■ **Records from a dataset**:
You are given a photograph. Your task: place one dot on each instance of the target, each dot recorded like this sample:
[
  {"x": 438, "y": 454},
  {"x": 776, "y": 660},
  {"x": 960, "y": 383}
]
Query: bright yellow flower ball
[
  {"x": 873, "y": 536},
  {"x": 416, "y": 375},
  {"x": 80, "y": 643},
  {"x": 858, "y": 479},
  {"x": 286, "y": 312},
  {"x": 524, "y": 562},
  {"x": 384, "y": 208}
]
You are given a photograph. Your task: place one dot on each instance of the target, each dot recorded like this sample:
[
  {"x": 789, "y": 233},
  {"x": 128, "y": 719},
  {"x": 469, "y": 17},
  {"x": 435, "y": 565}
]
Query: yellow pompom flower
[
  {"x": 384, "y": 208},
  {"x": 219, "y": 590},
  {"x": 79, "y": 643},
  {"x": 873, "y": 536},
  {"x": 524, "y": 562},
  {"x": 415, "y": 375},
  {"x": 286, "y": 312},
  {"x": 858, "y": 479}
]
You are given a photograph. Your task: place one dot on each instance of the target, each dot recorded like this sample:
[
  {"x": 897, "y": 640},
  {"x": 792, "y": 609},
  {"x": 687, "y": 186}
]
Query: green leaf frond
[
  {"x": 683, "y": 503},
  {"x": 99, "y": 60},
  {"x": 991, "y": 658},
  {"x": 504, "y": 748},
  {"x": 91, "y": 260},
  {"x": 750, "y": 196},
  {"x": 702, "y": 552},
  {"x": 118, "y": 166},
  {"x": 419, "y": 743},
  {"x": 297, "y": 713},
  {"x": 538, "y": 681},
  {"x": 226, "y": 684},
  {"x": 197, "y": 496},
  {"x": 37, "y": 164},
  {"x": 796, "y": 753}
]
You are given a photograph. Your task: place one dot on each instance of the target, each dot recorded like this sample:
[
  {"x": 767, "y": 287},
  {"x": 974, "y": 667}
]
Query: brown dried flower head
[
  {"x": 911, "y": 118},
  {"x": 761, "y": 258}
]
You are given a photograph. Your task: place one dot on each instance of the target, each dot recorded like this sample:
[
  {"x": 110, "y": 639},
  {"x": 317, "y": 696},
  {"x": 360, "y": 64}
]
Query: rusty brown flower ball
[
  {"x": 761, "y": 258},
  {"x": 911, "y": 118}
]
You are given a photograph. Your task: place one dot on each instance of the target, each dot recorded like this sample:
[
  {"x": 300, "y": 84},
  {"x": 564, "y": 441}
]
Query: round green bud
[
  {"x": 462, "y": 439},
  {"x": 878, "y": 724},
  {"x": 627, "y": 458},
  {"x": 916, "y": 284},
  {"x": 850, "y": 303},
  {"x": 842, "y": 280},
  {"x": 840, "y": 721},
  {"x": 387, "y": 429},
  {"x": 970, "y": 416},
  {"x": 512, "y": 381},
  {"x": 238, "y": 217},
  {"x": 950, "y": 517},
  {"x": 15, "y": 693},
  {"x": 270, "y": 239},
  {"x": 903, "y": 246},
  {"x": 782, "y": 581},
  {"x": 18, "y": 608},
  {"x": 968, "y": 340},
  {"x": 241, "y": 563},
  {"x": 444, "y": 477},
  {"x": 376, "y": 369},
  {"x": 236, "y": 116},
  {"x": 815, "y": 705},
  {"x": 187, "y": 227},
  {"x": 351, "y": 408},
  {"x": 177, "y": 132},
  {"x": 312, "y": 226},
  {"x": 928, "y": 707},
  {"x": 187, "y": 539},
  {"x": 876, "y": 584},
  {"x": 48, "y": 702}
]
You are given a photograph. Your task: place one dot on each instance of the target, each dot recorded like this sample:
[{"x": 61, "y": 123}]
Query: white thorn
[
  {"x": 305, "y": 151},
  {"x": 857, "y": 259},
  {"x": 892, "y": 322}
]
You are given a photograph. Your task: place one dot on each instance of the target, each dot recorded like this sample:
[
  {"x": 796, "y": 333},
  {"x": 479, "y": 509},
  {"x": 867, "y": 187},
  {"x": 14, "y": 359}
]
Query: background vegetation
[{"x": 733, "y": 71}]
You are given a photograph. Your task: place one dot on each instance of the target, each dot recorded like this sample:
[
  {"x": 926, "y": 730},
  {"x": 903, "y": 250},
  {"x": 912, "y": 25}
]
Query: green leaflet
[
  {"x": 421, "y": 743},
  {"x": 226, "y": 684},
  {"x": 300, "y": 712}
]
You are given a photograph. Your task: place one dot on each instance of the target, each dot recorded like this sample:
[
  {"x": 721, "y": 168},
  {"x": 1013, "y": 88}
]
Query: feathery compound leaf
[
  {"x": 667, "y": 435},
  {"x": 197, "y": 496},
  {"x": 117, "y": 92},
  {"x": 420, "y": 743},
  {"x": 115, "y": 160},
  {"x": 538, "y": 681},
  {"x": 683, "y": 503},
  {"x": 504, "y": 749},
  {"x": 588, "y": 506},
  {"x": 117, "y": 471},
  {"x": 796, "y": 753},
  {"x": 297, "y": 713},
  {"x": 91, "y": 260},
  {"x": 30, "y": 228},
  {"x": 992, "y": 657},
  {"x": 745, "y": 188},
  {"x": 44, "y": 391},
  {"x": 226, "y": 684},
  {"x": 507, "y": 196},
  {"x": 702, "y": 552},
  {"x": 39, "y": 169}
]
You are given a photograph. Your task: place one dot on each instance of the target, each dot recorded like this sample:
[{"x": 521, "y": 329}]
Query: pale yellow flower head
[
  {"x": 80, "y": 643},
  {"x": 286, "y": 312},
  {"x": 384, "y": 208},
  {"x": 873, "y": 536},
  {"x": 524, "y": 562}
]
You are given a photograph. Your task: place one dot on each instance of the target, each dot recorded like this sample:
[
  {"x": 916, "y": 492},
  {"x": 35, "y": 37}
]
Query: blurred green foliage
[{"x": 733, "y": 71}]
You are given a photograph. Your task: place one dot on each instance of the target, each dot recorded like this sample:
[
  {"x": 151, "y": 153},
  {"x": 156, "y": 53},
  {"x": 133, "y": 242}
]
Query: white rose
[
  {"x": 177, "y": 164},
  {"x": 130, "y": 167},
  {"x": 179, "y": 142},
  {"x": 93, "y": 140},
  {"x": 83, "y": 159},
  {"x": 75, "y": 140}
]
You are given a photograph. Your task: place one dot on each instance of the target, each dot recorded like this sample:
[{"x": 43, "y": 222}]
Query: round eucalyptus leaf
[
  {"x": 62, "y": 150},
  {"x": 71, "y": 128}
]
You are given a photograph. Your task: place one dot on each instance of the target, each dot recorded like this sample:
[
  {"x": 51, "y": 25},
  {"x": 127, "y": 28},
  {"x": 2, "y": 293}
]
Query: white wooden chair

■ **Task brief**:
What the exercise needs is every record again, word for word.

■ **Solution for this problem**:
You are given a photograph. Your task: place one dot on each instance of the target, each dot recorded like this sample:
[
  {"x": 438, "y": 454},
  {"x": 776, "y": 660},
  {"x": 960, "y": 383}
]
Query: bright yellow flower ball
[
  {"x": 873, "y": 536},
  {"x": 416, "y": 375},
  {"x": 80, "y": 643},
  {"x": 858, "y": 479},
  {"x": 286, "y": 312},
  {"x": 524, "y": 562},
  {"x": 384, "y": 208}
]
You are given a photograph. Your task: place one dot on each instance of the target, each dot recorded like this sample:
[
  {"x": 789, "y": 233},
  {"x": 128, "y": 719},
  {"x": 469, "y": 17},
  {"x": 435, "y": 565}
]
Query: yellow pompom flower
[
  {"x": 384, "y": 208},
  {"x": 219, "y": 590},
  {"x": 79, "y": 643},
  {"x": 873, "y": 536},
  {"x": 524, "y": 562},
  {"x": 415, "y": 375},
  {"x": 286, "y": 312},
  {"x": 858, "y": 479}
]
You are given a photograph. Your task: place one dot on each instance of the target, each dot recorded like this sample:
[
  {"x": 897, "y": 640},
  {"x": 792, "y": 609},
  {"x": 687, "y": 186}
]
Query: green leaf frond
[
  {"x": 683, "y": 503},
  {"x": 99, "y": 60},
  {"x": 991, "y": 658},
  {"x": 504, "y": 748},
  {"x": 91, "y": 260},
  {"x": 750, "y": 196},
  {"x": 702, "y": 552},
  {"x": 118, "y": 166},
  {"x": 419, "y": 743},
  {"x": 297, "y": 713},
  {"x": 538, "y": 681},
  {"x": 226, "y": 684},
  {"x": 197, "y": 496},
  {"x": 37, "y": 164},
  {"x": 796, "y": 753}
]
You are given a photograph. Your task: place one dot on each instance of the target, each dot recorded like this sample:
[
  {"x": 767, "y": 287},
  {"x": 974, "y": 667}
]
Query: brown dried flower head
[
  {"x": 911, "y": 118},
  {"x": 761, "y": 258}
]
You are given a photograph. Your task: place one dot on each instance of the target, each dot recorded like this sample:
[
  {"x": 110, "y": 639},
  {"x": 317, "y": 696},
  {"x": 360, "y": 64}
]
Query: rusty brown flower ball
[
  {"x": 761, "y": 258},
  {"x": 911, "y": 118}
]
You are given a photograph. Your task: place one dot on each instance of the target, each dot recorded like this sample:
[
  {"x": 300, "y": 84},
  {"x": 564, "y": 441}
]
Query: round green bud
[
  {"x": 462, "y": 439},
  {"x": 878, "y": 724},
  {"x": 627, "y": 458},
  {"x": 916, "y": 284},
  {"x": 850, "y": 303},
  {"x": 842, "y": 280},
  {"x": 840, "y": 721},
  {"x": 387, "y": 429},
  {"x": 970, "y": 416},
  {"x": 512, "y": 381},
  {"x": 238, "y": 217},
  {"x": 950, "y": 517},
  {"x": 15, "y": 693},
  {"x": 270, "y": 239},
  {"x": 903, "y": 246},
  {"x": 782, "y": 581},
  {"x": 18, "y": 608},
  {"x": 968, "y": 340},
  {"x": 241, "y": 563},
  {"x": 444, "y": 477},
  {"x": 376, "y": 369},
  {"x": 236, "y": 116},
  {"x": 815, "y": 705},
  {"x": 187, "y": 227},
  {"x": 351, "y": 408},
  {"x": 177, "y": 132},
  {"x": 312, "y": 226},
  {"x": 928, "y": 707},
  {"x": 187, "y": 539},
  {"x": 876, "y": 584},
  {"x": 48, "y": 702}
]
You are given a photograph. Your task: place one dot on each instance of the target, each dot recorded like this sample:
[{"x": 61, "y": 123}]
Query: white thorn
[
  {"x": 305, "y": 151},
  {"x": 857, "y": 259},
  {"x": 892, "y": 322}
]
You are given a photograph. Your task: place one dot on each instance of the target, each dot recorded like this sample:
[
  {"x": 796, "y": 333},
  {"x": 479, "y": 509},
  {"x": 867, "y": 187},
  {"x": 14, "y": 359}
]
Query: background vegetation
[{"x": 733, "y": 71}]
You are given a photograph. Your task: place one dot on each instance of the target, each dot recorded like this sample:
[
  {"x": 926, "y": 730},
  {"x": 903, "y": 250},
  {"x": 912, "y": 25}
]
Query: green leaflet
[
  {"x": 421, "y": 743},
  {"x": 226, "y": 684},
  {"x": 300, "y": 712}
]
You are given a photograph. Your task: place one dot on each instance of the target, each dot recorded like this sample:
[
  {"x": 721, "y": 168},
  {"x": 1013, "y": 88}
]
Query: feathery compound leaf
[
  {"x": 667, "y": 435},
  {"x": 197, "y": 496},
  {"x": 117, "y": 92},
  {"x": 420, "y": 743},
  {"x": 115, "y": 160},
  {"x": 538, "y": 681},
  {"x": 683, "y": 503},
  {"x": 504, "y": 749},
  {"x": 588, "y": 506},
  {"x": 117, "y": 471},
  {"x": 796, "y": 753},
  {"x": 297, "y": 713},
  {"x": 91, "y": 260},
  {"x": 30, "y": 228},
  {"x": 992, "y": 657},
  {"x": 745, "y": 188},
  {"x": 44, "y": 391},
  {"x": 226, "y": 684},
  {"x": 507, "y": 196},
  {"x": 702, "y": 552},
  {"x": 39, "y": 169}
]
You are given a photograph. Your task: place one dot on each instance of the target, each dot recorded like this sample:
[{"x": 521, "y": 329}]
Query: pale yellow flower head
[
  {"x": 80, "y": 643},
  {"x": 286, "y": 312},
  {"x": 384, "y": 208},
  {"x": 873, "y": 536},
  {"x": 524, "y": 562}
]
You are given a photograph. Your task: place one dot on each instance of the target, each dot recorded like this sample:
[
  {"x": 916, "y": 492},
  {"x": 35, "y": 37}
]
Query: blurred green foliage
[{"x": 733, "y": 71}]
You are given a photograph. Your task: place one dot on each instance of the target, each dot recorded like this sample:
[
  {"x": 151, "y": 153},
  {"x": 156, "y": 53},
  {"x": 133, "y": 242}
]
Query: white rose
[
  {"x": 177, "y": 164},
  {"x": 130, "y": 167},
  {"x": 179, "y": 142},
  {"x": 93, "y": 140},
  {"x": 83, "y": 159},
  {"x": 75, "y": 140}
]
You are given a photograph. Your task: place one dot on each instance of the target, each dot recorded like this sample:
[{"x": 43, "y": 222}]
Query: round eucalyptus leaf
[
  {"x": 62, "y": 150},
  {"x": 71, "y": 128}
]
You are given a photograph. Your task: place one dot on each instance of the target, each dot recorded like this sample:
[
  {"x": 51, "y": 25},
  {"x": 127, "y": 28},
  {"x": 2, "y": 293}
]
Query: white wooden chair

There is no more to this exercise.